ASSIGNED TASK:
Select and copy out every line in the records containing "below".

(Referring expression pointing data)
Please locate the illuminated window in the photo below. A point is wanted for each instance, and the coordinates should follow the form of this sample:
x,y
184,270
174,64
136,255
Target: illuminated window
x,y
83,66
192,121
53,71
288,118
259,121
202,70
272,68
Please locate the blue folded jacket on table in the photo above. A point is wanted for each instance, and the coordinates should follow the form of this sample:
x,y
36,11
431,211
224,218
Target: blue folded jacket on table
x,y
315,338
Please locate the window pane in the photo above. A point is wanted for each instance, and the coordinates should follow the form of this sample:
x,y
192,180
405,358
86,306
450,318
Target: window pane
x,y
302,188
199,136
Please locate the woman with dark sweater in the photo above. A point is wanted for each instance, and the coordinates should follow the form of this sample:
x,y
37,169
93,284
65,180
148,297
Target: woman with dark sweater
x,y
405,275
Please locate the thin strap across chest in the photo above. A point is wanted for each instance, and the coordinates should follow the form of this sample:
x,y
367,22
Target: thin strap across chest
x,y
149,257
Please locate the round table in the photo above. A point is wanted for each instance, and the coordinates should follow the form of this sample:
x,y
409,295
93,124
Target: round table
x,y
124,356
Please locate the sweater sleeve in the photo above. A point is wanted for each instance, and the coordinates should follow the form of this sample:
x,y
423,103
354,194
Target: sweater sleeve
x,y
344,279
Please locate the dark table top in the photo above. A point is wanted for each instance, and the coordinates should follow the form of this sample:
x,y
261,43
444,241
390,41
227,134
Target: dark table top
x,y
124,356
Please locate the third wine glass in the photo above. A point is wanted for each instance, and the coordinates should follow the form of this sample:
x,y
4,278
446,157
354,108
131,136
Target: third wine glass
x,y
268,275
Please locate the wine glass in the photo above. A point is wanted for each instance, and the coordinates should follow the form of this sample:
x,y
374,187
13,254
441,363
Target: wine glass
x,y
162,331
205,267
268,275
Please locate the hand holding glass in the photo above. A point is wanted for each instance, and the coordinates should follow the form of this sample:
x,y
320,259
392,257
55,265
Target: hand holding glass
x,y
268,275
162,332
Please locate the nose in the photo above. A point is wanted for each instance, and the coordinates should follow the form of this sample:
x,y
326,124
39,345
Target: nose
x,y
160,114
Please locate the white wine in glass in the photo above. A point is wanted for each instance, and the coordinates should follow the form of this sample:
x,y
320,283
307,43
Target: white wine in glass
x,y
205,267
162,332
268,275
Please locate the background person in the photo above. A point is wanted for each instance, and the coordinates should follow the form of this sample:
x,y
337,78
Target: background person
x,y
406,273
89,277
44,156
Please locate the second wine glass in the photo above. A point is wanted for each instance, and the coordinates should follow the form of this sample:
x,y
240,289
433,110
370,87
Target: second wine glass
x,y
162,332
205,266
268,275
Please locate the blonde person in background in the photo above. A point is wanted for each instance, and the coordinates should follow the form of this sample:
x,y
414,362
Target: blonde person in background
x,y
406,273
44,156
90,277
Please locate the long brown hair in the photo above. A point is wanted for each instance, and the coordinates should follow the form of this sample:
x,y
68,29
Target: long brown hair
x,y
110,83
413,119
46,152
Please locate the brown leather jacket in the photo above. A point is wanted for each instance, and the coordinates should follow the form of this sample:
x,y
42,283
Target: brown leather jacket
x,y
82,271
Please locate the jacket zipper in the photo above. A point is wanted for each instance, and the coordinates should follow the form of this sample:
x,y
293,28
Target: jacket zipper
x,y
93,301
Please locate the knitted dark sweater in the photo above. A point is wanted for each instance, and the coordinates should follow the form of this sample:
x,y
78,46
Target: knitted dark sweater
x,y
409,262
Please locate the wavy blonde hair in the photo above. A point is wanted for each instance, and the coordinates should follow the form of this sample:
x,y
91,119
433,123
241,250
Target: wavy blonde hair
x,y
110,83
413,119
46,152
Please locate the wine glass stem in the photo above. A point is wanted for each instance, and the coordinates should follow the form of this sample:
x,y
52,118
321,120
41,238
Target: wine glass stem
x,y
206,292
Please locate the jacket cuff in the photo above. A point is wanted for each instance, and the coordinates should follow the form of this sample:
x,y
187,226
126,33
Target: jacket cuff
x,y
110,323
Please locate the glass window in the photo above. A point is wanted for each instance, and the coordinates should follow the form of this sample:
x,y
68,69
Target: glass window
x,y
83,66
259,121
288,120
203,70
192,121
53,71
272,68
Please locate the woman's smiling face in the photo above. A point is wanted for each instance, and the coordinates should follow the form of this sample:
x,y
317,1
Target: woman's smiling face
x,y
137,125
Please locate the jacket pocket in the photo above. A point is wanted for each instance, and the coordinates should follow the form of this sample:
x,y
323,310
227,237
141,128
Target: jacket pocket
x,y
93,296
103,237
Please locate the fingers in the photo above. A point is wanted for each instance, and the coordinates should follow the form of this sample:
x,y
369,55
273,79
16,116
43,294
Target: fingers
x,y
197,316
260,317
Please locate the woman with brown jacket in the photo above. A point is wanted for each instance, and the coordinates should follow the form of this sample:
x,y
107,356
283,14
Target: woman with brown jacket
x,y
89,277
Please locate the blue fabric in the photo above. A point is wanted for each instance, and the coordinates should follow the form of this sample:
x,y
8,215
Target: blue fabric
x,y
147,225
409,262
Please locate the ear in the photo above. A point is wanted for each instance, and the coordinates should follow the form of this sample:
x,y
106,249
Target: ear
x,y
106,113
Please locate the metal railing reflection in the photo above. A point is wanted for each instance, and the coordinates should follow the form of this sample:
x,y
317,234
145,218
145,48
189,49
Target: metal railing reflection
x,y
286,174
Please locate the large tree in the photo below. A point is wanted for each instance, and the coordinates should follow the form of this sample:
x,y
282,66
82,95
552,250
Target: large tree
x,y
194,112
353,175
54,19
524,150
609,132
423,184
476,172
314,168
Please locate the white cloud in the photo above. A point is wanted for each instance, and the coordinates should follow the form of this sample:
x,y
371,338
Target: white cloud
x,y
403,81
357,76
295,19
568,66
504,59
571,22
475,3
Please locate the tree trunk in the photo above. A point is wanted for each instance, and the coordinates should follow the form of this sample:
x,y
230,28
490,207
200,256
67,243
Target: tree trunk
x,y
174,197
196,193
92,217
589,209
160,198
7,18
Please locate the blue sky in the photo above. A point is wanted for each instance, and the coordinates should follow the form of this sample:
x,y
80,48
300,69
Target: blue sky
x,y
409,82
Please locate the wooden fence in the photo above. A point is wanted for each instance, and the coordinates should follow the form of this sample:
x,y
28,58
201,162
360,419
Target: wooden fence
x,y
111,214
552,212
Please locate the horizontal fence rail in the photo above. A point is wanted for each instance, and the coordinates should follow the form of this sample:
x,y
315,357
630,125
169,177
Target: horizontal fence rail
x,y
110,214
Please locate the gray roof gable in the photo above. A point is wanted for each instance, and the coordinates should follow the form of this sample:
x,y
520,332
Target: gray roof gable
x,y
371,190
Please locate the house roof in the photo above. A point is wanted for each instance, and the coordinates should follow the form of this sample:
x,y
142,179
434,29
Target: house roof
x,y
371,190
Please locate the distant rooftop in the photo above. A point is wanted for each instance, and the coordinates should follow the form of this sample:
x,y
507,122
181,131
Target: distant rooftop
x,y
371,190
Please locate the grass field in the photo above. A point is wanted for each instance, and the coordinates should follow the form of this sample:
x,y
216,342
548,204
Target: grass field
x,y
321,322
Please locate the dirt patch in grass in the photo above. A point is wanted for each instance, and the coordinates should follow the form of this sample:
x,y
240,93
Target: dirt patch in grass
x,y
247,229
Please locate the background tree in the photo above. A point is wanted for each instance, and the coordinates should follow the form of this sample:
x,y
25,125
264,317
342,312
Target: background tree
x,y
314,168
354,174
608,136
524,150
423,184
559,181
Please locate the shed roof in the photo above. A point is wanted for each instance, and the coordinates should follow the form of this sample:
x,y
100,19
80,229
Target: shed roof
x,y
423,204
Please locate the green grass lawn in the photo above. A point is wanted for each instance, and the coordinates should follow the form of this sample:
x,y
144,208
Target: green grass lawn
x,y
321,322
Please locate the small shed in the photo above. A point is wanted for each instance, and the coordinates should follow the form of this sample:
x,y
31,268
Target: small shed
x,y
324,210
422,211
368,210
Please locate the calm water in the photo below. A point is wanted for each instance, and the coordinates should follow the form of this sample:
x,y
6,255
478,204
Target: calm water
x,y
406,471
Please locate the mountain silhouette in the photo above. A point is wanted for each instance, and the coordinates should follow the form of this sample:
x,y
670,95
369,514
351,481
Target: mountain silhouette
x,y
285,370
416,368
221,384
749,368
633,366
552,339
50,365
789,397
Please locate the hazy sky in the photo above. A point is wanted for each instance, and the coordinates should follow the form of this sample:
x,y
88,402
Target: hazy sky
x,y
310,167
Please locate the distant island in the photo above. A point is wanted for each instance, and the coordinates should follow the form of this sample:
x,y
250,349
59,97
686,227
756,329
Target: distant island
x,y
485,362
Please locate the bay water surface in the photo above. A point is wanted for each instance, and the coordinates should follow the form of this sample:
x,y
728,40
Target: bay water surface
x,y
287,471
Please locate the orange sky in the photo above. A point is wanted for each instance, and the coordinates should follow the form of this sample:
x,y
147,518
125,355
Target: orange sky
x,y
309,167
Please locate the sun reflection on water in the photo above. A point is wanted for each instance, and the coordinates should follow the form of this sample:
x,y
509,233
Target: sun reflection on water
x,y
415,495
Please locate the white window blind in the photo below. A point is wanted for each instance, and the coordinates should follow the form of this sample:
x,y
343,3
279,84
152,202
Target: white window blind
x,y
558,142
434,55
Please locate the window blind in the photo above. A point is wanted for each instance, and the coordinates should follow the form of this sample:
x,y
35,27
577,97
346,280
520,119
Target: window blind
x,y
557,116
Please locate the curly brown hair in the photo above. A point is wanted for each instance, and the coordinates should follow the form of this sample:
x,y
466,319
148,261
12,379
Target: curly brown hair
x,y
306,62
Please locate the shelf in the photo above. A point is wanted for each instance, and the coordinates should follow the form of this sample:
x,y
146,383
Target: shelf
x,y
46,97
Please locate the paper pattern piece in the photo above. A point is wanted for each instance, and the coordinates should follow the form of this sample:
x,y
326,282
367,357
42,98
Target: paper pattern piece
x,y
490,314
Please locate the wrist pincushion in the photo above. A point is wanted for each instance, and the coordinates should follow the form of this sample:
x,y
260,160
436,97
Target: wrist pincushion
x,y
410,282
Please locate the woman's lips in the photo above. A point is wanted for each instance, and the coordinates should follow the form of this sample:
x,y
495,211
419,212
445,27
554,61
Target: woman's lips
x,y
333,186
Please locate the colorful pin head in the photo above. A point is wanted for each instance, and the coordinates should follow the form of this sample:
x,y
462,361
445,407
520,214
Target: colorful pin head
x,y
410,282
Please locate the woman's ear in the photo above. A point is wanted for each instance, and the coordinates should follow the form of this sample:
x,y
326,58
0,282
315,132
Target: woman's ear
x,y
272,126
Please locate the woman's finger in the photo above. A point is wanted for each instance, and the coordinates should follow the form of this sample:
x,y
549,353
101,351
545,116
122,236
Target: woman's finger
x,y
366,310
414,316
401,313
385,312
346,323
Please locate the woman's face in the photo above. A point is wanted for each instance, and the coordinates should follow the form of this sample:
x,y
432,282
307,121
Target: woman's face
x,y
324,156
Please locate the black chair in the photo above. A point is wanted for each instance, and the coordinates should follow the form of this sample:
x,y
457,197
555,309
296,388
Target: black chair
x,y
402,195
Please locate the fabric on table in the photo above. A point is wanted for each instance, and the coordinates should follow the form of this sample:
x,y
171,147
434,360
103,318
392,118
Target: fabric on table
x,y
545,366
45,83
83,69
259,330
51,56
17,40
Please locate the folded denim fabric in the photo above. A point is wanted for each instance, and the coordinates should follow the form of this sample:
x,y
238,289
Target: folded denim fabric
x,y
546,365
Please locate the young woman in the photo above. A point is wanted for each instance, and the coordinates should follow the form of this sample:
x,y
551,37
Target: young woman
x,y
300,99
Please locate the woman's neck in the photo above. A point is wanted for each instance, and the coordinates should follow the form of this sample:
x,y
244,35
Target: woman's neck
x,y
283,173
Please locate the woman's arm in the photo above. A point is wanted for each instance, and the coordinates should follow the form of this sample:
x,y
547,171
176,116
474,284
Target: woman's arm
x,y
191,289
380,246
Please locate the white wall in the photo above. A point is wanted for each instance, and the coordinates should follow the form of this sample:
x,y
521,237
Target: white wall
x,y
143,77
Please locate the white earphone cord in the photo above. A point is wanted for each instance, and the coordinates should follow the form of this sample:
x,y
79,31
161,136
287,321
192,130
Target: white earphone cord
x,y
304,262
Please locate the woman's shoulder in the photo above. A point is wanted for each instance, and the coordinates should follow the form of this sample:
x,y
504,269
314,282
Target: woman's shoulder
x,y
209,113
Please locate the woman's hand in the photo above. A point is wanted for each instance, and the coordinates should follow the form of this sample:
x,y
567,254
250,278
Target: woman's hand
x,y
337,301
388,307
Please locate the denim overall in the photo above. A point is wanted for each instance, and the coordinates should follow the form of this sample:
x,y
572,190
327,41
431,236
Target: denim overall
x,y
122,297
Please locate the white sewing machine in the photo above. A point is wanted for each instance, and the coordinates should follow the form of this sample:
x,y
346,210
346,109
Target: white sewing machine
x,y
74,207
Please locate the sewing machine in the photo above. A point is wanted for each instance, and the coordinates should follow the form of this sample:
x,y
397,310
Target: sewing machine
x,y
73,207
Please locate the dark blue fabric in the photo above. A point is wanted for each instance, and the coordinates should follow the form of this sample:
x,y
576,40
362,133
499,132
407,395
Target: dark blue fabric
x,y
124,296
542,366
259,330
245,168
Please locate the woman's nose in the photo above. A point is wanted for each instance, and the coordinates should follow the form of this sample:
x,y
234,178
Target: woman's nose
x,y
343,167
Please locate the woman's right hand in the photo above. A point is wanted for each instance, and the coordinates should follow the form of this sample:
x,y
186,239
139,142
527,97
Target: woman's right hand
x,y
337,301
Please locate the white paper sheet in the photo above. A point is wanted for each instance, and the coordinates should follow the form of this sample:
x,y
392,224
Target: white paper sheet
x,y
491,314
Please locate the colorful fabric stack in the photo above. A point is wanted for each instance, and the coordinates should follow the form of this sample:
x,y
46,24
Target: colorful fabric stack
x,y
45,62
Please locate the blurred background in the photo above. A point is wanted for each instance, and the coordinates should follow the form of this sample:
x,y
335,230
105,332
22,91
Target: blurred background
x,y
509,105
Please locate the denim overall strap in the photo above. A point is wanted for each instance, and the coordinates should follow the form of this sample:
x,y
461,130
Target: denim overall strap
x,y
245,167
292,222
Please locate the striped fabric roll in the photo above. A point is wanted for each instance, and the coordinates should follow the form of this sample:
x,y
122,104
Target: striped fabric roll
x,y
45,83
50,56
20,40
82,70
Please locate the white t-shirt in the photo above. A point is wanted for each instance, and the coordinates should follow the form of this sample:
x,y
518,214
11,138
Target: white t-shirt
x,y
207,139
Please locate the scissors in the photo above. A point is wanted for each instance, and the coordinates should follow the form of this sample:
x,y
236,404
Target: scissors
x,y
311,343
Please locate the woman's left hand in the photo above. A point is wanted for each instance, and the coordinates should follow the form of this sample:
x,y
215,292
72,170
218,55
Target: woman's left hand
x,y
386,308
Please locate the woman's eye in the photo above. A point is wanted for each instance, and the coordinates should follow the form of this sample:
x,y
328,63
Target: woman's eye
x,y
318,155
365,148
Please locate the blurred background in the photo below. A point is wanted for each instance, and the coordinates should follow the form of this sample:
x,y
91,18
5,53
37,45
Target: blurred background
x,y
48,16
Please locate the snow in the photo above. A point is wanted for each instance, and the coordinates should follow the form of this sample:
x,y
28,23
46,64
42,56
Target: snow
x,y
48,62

SOLUTION TO THIS TASK:
Please locate the illuminated window in the photo below. A point is wanted for each instance, and the coordinates should follow the form of this sample:
Please locate the large tree in the photo below. A point is wanted for each instance, and the coordinates should follow the form of this sample:
Please locate the calm water in the photo below. A point is wanted for each instance, and the coordinates should follow the form of this sample:
Please locate the white window blind in the photo below. A point is wanted for each instance, and the coordinates should follow the form of this sample:
Please locate the blurred background in the photo below. A point is wanted for each instance, and the coordinates should follow the form of this sample:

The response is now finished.